## PROBLEM
Give back each line of the material below without any change.

## Saved data entries
— Start —
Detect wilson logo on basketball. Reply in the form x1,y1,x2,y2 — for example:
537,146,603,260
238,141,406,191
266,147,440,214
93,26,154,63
— End —
## ANSWER TO THIS TASK
Detect wilson logo on basketball. Reply in the form x1,y1,x2,y2 — for example:
537,146,603,260
238,141,406,191
266,147,440,214
93,26,154,63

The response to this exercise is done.